Page:

* START *

King of Cool


King of cool
Rockers come and go, but Burt Bacharach’s edgy pop still swings

By ANDREW DANSBY
Copyright 2006 Houston Chronicle

Eighty isn’t really the new 20, but it isn’t bad.
Burt Bacharach, 78, and Tony Bennett, 80, have both enjoyed creative peaks and endured periods when music trends changed and they didn’t. Despite lulls in popularity, each is currently in an autumnal renaissance.

Their returns to public awareness — both prefer avoiding the term “comeback” — are interesting because each artist is drawing from the same genius that made him successful decades ago. Unlike, say, Rod Stewart — who stumbled onto a successful new style — Bacharach, who plays three shows with the Houston Symphony starting Friday, and Bennett, who releases the guest-filled new album Duets on Tuesday, haven’t reinvented anything, least of all their music.

Bacharach and Bennett’s rekindled success is chiefly attributable to people rediscovering their esteemed body of original work. Other factors include strong, smart material that doesn’t yield to trends and, perhaps most important, pop-cultural catalysts that have pulled distracted listeners back to these artists. The renewed interest in Bacharach was sparked by his hip collaboration with Elvis Costello and campy appearances in the Austin Powers movies. For Bennett, it was a new manager who sold him, as is, to the MTV generation.

If, as Bob Seger — enjoying his own return to popularity at 61 — said, rock ‘n’ roll never forgets, it is certainly prone to blackouts. Burt never really went away. He penned hits in the ’70s and ’80s, long after working with lyricist Hal David during his peak in the ’60s. But a swell of new interest occurred in 1996 after he collaborated with Costello on God Give Me Strength, a song for the Grace of My Heart soundtrack.

The Look of Love, a fine retrospective, followed in 1998 and proved equally alluring to young lounge cats as well as students of serious pop. It was a set that could spark a discussion about pop’s potential for complexity, and it also made fine background music in the living room during a party. Style, personal rather than musical, was a part of Bacharach’s problem. He was a good looking guy and he dressed the part. But his sporty ’60s look — a turtleneck and double-breasted blazer along with white shoes — was locked in time. Unfortunately, to some, his music was locked away with it. But talk to young, contemporary musicians today and they’re not drawn to a loungy caricature, but instead to Bacharach’s stately, clever compositions.

“I’m a sucker for melody,” said Damon Gough, the artist who records as Badly Drawn Boy. “And I like the sweetness of his melodies, like I Say a Little Prayer, the way the piano skips around it.” Matt Ward, a well-regarded indie-rock guitarist and singer-songwriter, said he “loves (Bacharach’s) production. I think he’s an amazing writer with complex and interesting songs. I think Brian Wilson spent a lot of time listening to him.”

* END *

Entries pointing to named objects
* START *

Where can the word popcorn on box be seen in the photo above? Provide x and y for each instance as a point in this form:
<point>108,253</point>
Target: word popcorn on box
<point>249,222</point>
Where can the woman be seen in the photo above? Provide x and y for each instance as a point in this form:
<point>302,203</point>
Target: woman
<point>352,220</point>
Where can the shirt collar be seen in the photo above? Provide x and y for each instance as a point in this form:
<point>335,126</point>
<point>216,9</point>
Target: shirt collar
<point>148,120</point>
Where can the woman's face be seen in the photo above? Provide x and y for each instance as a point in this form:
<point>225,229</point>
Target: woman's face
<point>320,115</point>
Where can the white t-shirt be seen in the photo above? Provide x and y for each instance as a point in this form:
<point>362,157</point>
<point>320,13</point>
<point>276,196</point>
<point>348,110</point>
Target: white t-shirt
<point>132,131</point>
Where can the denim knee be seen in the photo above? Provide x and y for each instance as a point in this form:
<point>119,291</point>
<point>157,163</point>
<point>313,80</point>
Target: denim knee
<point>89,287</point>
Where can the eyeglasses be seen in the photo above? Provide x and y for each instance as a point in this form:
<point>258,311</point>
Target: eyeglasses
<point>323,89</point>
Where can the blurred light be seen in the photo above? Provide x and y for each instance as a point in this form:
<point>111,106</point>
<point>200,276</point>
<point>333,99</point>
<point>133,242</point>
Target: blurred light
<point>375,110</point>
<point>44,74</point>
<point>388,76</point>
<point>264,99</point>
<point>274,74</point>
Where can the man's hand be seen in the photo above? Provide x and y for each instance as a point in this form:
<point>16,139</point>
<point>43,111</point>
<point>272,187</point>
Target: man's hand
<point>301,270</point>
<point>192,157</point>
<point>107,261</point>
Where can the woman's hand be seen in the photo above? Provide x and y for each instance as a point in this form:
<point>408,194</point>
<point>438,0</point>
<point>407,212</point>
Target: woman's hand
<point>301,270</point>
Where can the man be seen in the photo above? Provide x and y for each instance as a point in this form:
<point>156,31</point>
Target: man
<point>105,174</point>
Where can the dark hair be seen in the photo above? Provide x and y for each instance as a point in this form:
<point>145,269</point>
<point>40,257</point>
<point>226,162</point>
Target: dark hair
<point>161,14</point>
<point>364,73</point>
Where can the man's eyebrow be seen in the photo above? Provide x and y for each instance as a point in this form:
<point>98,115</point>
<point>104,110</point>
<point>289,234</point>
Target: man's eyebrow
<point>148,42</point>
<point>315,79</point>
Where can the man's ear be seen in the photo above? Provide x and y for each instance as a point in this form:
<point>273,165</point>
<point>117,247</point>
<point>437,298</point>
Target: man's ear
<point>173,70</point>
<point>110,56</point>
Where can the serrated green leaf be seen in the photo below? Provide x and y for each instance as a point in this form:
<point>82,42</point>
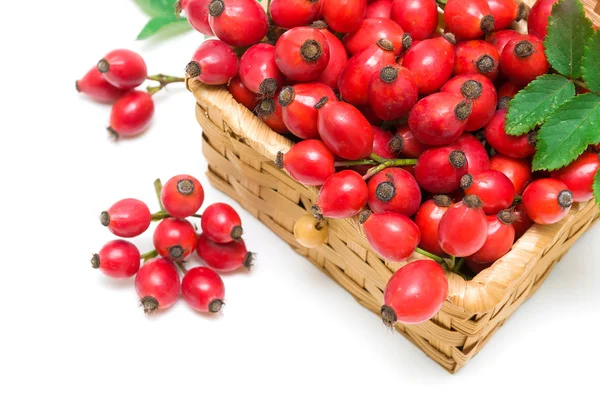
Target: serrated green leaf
<point>536,102</point>
<point>568,132</point>
<point>591,63</point>
<point>568,31</point>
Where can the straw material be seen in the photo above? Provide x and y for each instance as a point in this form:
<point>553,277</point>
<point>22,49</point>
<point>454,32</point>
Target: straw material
<point>240,150</point>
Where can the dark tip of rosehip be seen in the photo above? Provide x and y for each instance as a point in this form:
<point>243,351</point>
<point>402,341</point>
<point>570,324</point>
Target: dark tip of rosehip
<point>149,303</point>
<point>388,316</point>
<point>565,199</point>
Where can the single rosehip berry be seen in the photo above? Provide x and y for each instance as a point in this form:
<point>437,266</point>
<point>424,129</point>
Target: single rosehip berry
<point>432,62</point>
<point>394,189</point>
<point>356,75</point>
<point>391,235</point>
<point>393,92</point>
<point>182,196</point>
<point>259,72</point>
<point>518,170</point>
<point>298,107</point>
<point>463,228</point>
<point>239,23</point>
<point>157,284</point>
<point>579,176</point>
<point>344,15</point>
<point>221,223</point>
<point>476,57</point>
<point>124,69</point>
<point>95,86</point>
<point>415,293</point>
<point>547,201</point>
<point>214,63</point>
<point>117,259</point>
<point>310,232</point>
<point>418,18</point>
<point>127,218</point>
<point>203,289</point>
<point>309,162</point>
<point>439,169</point>
<point>522,60</point>
<point>468,19</point>
<point>224,257</point>
<point>292,13</point>
<point>440,118</point>
<point>428,219</point>
<point>342,195</point>
<point>512,146</point>
<point>344,130</point>
<point>492,187</point>
<point>131,114</point>
<point>174,239</point>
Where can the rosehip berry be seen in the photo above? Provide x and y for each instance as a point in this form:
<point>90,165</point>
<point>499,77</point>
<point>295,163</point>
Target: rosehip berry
<point>95,86</point>
<point>440,118</point>
<point>394,189</point>
<point>344,15</point>
<point>428,219</point>
<point>432,62</point>
<point>344,130</point>
<point>393,92</point>
<point>516,169</point>
<point>463,228</point>
<point>579,176</point>
<point>439,170</point>
<point>493,188</point>
<point>124,69</point>
<point>127,218</point>
<point>214,63</point>
<point>174,239</point>
<point>547,201</point>
<point>203,289</point>
<point>391,235</point>
<point>298,107</point>
<point>259,72</point>
<point>468,19</point>
<point>476,57</point>
<point>342,195</point>
<point>415,293</point>
<point>157,284</point>
<point>182,196</point>
<point>224,257</point>
<point>292,13</point>
<point>239,23</point>
<point>512,146</point>
<point>418,18</point>
<point>309,162</point>
<point>522,60</point>
<point>221,223</point>
<point>117,259</point>
<point>356,75</point>
<point>131,114</point>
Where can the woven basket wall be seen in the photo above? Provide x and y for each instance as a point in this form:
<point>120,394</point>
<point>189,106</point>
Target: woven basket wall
<point>240,150</point>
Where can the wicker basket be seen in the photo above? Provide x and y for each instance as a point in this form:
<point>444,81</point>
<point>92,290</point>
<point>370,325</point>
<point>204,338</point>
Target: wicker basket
<point>240,150</point>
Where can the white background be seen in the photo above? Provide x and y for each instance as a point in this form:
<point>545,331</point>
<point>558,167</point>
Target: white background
<point>287,331</point>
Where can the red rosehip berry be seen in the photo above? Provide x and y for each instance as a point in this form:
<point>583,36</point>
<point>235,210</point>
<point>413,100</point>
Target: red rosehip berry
<point>127,218</point>
<point>117,259</point>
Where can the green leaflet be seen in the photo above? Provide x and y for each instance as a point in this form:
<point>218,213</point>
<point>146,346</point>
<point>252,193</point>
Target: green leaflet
<point>535,103</point>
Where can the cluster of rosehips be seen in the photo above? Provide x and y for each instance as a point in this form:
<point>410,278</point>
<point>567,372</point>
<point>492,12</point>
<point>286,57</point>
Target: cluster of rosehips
<point>175,239</point>
<point>390,113</point>
<point>114,80</point>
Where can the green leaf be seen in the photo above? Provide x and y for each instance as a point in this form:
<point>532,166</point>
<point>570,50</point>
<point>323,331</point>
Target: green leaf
<point>591,63</point>
<point>568,32</point>
<point>534,104</point>
<point>568,132</point>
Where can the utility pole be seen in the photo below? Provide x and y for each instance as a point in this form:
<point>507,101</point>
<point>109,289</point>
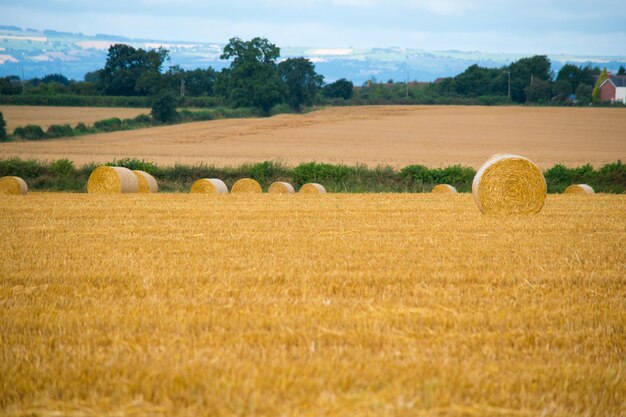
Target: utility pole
<point>407,73</point>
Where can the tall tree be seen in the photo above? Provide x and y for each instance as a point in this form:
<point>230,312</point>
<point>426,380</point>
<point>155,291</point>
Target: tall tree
<point>341,88</point>
<point>525,71</point>
<point>301,81</point>
<point>131,72</point>
<point>595,95</point>
<point>252,78</point>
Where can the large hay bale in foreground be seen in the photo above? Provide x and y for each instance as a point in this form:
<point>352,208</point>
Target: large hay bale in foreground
<point>579,189</point>
<point>509,184</point>
<point>281,187</point>
<point>313,188</point>
<point>444,189</point>
<point>146,183</point>
<point>209,186</point>
<point>13,186</point>
<point>246,185</point>
<point>112,180</point>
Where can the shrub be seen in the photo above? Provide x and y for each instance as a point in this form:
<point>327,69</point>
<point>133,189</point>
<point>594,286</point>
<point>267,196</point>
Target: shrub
<point>164,107</point>
<point>136,164</point>
<point>32,132</point>
<point>108,125</point>
<point>59,131</point>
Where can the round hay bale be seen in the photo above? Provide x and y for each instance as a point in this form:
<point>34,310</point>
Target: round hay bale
<point>13,186</point>
<point>281,188</point>
<point>444,189</point>
<point>579,189</point>
<point>509,184</point>
<point>112,180</point>
<point>209,186</point>
<point>313,188</point>
<point>146,182</point>
<point>246,185</point>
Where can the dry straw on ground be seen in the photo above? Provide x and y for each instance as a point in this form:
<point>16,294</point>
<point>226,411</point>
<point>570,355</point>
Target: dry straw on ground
<point>313,188</point>
<point>13,186</point>
<point>246,185</point>
<point>348,305</point>
<point>509,184</point>
<point>146,182</point>
<point>112,180</point>
<point>444,189</point>
<point>209,186</point>
<point>579,189</point>
<point>281,187</point>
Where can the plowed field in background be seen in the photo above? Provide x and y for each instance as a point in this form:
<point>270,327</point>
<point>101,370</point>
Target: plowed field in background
<point>45,116</point>
<point>296,305</point>
<point>389,135</point>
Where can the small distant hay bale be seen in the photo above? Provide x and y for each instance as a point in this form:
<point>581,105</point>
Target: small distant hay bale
<point>313,188</point>
<point>281,187</point>
<point>579,189</point>
<point>444,189</point>
<point>112,180</point>
<point>509,184</point>
<point>13,186</point>
<point>209,186</point>
<point>146,182</point>
<point>246,185</point>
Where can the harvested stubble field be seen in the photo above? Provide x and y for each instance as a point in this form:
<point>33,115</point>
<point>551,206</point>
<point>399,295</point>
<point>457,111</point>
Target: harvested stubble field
<point>434,136</point>
<point>412,305</point>
<point>45,116</point>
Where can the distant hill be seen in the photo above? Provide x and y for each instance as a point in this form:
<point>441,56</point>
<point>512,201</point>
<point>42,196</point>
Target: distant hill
<point>38,53</point>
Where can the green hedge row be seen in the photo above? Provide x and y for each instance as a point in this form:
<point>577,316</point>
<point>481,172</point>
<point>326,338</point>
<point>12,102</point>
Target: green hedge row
<point>74,100</point>
<point>35,132</point>
<point>62,175</point>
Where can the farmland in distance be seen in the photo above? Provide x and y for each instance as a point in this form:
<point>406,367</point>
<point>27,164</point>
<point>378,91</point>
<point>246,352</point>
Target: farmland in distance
<point>45,116</point>
<point>434,136</point>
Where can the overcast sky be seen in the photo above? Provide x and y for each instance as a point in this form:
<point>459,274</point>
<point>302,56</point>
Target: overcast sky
<point>522,26</point>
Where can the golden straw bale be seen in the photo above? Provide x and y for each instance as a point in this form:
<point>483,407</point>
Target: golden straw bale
<point>246,185</point>
<point>13,186</point>
<point>146,182</point>
<point>313,188</point>
<point>281,187</point>
<point>112,180</point>
<point>444,189</point>
<point>209,186</point>
<point>579,189</point>
<point>509,184</point>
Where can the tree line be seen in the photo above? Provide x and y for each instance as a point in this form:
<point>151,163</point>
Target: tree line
<point>257,78</point>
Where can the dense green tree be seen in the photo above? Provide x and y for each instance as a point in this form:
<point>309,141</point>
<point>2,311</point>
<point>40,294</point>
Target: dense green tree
<point>595,95</point>
<point>562,89</point>
<point>55,78</point>
<point>583,93</point>
<point>478,81</point>
<point>341,88</point>
<point>3,127</point>
<point>525,71</point>
<point>252,79</point>
<point>10,85</point>
<point>131,72</point>
<point>198,82</point>
<point>576,75</point>
<point>539,91</point>
<point>301,81</point>
<point>164,107</point>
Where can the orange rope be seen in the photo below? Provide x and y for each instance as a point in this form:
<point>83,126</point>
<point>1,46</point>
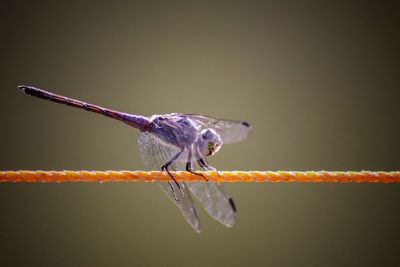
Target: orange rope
<point>223,176</point>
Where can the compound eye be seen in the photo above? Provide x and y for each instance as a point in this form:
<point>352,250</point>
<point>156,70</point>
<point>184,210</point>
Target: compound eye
<point>206,134</point>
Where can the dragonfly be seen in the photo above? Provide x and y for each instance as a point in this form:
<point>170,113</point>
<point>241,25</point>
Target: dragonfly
<point>176,141</point>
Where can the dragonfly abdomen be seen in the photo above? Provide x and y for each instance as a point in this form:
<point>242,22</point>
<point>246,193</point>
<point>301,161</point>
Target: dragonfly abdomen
<point>140,122</point>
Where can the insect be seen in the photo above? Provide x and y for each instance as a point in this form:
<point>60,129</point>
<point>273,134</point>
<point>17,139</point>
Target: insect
<point>176,141</point>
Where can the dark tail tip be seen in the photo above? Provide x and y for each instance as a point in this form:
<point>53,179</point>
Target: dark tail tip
<point>30,90</point>
<point>22,88</point>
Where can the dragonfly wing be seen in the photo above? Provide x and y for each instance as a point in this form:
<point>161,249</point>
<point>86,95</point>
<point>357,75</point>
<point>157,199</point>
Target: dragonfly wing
<point>183,200</point>
<point>155,153</point>
<point>215,200</point>
<point>230,131</point>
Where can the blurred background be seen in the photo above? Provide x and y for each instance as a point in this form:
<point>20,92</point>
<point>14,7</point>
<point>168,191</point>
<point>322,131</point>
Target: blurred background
<point>318,81</point>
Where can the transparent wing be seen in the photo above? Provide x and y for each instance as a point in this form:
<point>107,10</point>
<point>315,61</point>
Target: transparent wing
<point>215,200</point>
<point>230,131</point>
<point>155,153</point>
<point>212,195</point>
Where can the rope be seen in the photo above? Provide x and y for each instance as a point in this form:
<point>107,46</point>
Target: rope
<point>223,176</point>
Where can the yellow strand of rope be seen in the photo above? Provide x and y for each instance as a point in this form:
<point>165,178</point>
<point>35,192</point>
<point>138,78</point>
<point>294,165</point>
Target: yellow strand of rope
<point>223,176</point>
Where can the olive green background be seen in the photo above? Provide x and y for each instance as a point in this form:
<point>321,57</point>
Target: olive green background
<point>318,81</point>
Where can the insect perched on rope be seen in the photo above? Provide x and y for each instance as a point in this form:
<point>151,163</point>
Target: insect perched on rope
<point>179,142</point>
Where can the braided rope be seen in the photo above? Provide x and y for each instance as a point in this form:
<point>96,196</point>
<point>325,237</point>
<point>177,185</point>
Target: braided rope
<point>223,176</point>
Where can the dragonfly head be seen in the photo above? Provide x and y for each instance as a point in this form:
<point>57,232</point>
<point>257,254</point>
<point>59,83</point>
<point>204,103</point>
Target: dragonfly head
<point>209,142</point>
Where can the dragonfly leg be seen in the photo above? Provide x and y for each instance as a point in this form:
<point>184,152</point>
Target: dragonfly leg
<point>189,165</point>
<point>203,164</point>
<point>165,168</point>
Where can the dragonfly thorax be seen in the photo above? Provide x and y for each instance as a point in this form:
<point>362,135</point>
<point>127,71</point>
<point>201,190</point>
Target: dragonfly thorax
<point>209,142</point>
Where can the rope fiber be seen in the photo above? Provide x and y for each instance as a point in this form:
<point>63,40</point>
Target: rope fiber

* END *

Task requirements:
(A) Answer these questions using the article on Burt Bacharach:
(i) What age does the article give for Tony Bennett?
(ii) With which orchestra is Bacharach scheduled to play three shows starting Friday?
(iii) Under what name does Damon Gough record?
(B) Set down, word for word, the stretch of the Bacharach article from "Eighty isn’t really" through "all their music.".
(C) Resume the article on Burt Bacharach's music, picking up after its final sentence.

Answer list:
(A)
(i) 80
(ii) The Houston Symphony
(iii) Badly Drawn Boy

(B)
Eighty isn’t really the new 20, but it isn’t bad.
Burt Bacharach, 78, and Tony Bennett, 80, have both enjoyed creative peaks and endured periods when music trends changed and they didn’t. Despite lulls in popularity, each is currently in an autumnal renaissance.

Their returns to public awareness — both prefer avoiding the term “comeback” — are interesting because each artist is drawing from the same genius that made him successful decades ago. Unlike, say, Rod Stewart — who stumbled onto a successful new style — Bacharach, who plays three shows with the Houston Symphony starting Friday, and Bennett, who releases the guest-filled new album Duets on Tuesday, haven’t reinvented anything, least of all their music.

(C)
Grammy-winning producer Joe Henry said he and his band discussed Bacharach’s influence on his own jazzy rock record Tiny Voices, released in 2003. “(He made) smart pop music,” he said. “I grew up listening to that music in the early to mid-’60s. There were some novelty songs in that era, but he was one of the people making pop music that was very intelligent.” The underground, too, is drawn to Bacharach’s compositions.

Musicians with avant-garde leanings are pulled in by the songs’ iconoclastic constructions: peculiar chord changes (Anyone Who Had a Heart), striking time signatures (Promises, Promises; Don’t Make Me Over), wild tempo shifts (I Say a Little Prayer for You, Any Day Now) and other intriguing eccentricities such as the way he folded forms such as the waltze or bossa nova (Walk on By) into his own style.

John Zorn, a saxophonist who’s been a major figure on New York’s experimental music scene for decades, dedicated two CDs’ worth of exciting and edgy Bacharach interpretations on his Great Jewish Music series. “(His) compositions explode the expectations of what a popular song is supposed to be,” read a comment on the Web site for Zorn’s Tzadik label. “Advanced harmonies and chord changes with unexpected turnarounds and modulations, unusual changing time signatures and rhythmic twists, often in uneven numbers of bars. “ut he makes it all sound so natural you can’t get it out of your head or stop whistling it. “Maddeningly complex, sometimes deceptively simple, these are more than just great pop songs: These are deep explorations of the materials of music.”

Amid the renewed attention, Bacharach made a full album with Costello, Painted From Memory, which exhibited his trademarks. In 2003, he released Here I Am, a smart collaboration with Ronald EIsley that was a rewarding trip through his classic catalog.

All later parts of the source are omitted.